### WHAT YOU NEED TO DO
Find each line in the items below that contains the word "water" and copy those lines out.

Records from a data collection:
════════════════

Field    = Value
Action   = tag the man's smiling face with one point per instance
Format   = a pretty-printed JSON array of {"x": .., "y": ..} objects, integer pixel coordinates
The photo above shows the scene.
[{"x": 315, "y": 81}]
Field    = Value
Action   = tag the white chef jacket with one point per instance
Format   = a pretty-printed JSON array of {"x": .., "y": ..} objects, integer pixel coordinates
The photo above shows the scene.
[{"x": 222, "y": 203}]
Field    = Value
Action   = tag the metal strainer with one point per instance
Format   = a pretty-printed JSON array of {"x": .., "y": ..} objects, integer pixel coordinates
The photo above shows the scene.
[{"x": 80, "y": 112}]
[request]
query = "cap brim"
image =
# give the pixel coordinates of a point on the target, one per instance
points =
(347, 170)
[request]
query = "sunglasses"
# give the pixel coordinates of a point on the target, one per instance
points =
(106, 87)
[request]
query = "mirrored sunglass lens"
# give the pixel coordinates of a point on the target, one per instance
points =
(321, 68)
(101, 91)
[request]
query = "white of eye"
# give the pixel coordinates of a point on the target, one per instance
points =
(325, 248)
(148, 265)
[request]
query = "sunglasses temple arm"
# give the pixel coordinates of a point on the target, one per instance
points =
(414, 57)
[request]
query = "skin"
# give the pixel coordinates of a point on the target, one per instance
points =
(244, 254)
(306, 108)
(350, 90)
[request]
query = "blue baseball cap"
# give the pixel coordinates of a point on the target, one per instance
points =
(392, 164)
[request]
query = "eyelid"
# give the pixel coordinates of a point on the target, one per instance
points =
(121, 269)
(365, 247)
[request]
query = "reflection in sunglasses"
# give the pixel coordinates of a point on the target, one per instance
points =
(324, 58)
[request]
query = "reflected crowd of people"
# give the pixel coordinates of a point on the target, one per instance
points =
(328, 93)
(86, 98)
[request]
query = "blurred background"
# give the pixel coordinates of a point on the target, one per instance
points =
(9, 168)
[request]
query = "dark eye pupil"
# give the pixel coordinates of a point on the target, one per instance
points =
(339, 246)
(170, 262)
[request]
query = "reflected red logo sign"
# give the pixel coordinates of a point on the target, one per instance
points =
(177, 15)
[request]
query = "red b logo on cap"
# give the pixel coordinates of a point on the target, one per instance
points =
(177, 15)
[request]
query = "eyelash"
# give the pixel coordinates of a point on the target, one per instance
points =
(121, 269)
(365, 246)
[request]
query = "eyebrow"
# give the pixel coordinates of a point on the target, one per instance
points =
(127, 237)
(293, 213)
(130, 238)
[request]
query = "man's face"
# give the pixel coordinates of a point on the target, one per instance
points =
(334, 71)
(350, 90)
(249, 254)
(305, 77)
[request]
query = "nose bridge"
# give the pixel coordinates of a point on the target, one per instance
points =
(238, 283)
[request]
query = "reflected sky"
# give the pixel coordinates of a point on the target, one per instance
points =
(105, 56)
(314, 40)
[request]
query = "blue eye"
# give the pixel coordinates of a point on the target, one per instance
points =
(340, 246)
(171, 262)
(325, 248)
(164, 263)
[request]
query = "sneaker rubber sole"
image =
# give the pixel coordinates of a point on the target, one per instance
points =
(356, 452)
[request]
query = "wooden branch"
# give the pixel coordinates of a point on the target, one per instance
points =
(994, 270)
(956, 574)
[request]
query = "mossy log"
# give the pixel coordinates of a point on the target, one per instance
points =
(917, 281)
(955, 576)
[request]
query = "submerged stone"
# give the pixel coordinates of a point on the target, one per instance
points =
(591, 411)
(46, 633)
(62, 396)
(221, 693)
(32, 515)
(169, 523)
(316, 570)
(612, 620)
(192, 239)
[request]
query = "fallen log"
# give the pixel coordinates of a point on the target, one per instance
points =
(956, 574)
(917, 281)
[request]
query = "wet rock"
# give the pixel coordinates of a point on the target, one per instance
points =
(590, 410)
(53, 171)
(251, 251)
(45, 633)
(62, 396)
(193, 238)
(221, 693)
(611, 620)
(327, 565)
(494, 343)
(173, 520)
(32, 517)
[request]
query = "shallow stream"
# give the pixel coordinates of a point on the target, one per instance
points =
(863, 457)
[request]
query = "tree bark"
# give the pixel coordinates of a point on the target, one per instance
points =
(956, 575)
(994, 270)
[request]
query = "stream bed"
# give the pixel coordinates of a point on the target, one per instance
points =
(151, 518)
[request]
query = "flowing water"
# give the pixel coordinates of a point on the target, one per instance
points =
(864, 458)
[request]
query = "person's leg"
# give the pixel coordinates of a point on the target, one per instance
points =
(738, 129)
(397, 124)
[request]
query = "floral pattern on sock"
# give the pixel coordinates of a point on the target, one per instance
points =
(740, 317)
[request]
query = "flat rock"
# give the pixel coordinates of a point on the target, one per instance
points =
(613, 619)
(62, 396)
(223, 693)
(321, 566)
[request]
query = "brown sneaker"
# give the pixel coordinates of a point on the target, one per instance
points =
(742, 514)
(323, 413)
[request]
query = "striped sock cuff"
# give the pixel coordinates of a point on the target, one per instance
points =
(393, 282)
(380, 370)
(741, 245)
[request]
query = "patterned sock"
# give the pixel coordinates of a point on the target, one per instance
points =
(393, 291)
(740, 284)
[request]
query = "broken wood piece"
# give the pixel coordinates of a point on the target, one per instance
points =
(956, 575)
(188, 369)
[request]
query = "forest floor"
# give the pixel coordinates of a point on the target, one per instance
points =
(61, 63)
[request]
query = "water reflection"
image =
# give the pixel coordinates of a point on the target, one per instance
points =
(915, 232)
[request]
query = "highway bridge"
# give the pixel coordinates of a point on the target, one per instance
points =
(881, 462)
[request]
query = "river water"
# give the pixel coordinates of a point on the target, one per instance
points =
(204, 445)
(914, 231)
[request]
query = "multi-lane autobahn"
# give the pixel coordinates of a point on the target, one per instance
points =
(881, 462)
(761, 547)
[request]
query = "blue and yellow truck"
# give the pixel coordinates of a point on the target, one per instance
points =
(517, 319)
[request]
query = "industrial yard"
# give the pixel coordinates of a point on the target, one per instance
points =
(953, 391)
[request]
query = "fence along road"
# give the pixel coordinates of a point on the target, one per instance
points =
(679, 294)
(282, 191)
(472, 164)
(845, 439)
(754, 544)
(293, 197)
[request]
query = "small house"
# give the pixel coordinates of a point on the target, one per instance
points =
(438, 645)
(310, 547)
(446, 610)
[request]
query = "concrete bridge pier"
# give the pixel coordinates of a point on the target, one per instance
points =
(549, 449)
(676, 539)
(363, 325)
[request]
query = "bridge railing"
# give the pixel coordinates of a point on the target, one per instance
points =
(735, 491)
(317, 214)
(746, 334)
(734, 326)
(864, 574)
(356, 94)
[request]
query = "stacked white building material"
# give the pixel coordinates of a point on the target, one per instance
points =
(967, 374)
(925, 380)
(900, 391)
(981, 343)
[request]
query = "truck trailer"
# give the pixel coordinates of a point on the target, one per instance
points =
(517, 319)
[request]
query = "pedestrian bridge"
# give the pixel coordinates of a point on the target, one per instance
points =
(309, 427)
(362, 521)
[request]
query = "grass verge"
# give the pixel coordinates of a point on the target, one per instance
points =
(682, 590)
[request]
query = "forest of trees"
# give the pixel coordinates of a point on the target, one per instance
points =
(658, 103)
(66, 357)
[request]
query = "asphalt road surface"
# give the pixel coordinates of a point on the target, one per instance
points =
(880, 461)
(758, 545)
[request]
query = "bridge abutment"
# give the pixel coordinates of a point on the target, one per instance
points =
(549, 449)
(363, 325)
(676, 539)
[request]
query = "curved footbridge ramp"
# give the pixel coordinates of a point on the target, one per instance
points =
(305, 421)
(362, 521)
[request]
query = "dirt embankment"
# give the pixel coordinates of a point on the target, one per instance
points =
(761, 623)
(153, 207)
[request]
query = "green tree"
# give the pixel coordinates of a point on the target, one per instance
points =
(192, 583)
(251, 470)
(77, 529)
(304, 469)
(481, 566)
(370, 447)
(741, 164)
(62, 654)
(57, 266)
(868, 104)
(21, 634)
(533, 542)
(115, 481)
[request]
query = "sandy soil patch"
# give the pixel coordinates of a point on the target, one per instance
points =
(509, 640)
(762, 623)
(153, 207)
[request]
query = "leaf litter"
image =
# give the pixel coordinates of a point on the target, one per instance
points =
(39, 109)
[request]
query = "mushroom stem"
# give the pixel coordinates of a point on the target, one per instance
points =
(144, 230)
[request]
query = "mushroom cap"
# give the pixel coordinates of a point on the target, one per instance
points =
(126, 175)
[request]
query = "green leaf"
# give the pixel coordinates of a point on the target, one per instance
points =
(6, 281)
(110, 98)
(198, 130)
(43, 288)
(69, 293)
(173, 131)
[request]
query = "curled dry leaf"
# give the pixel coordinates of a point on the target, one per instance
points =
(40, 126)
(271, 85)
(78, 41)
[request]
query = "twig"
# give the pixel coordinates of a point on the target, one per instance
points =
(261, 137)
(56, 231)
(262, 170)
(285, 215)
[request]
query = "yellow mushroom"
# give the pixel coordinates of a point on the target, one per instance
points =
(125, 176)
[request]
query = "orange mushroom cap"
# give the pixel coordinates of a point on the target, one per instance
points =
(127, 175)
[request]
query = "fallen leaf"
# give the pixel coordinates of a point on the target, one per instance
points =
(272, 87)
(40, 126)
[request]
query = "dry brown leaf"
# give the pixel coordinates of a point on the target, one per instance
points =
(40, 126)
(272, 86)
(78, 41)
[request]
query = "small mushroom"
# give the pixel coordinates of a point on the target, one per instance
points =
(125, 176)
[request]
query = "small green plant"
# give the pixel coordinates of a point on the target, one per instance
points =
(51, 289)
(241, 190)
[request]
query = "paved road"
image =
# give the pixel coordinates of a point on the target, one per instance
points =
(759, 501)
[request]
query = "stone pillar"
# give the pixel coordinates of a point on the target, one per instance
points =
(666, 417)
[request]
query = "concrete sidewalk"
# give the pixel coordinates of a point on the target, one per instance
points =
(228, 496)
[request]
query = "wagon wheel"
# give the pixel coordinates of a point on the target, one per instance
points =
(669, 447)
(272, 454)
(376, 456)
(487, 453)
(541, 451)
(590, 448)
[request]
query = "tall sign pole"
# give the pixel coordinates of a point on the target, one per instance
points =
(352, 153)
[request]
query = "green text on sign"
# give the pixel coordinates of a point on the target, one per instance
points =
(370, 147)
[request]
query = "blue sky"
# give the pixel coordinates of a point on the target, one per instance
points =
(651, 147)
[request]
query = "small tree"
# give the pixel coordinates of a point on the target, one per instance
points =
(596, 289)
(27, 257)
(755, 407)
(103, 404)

════════════════

### ANSWER
query = "flowing water"
query = "water reflection"
query = "river water"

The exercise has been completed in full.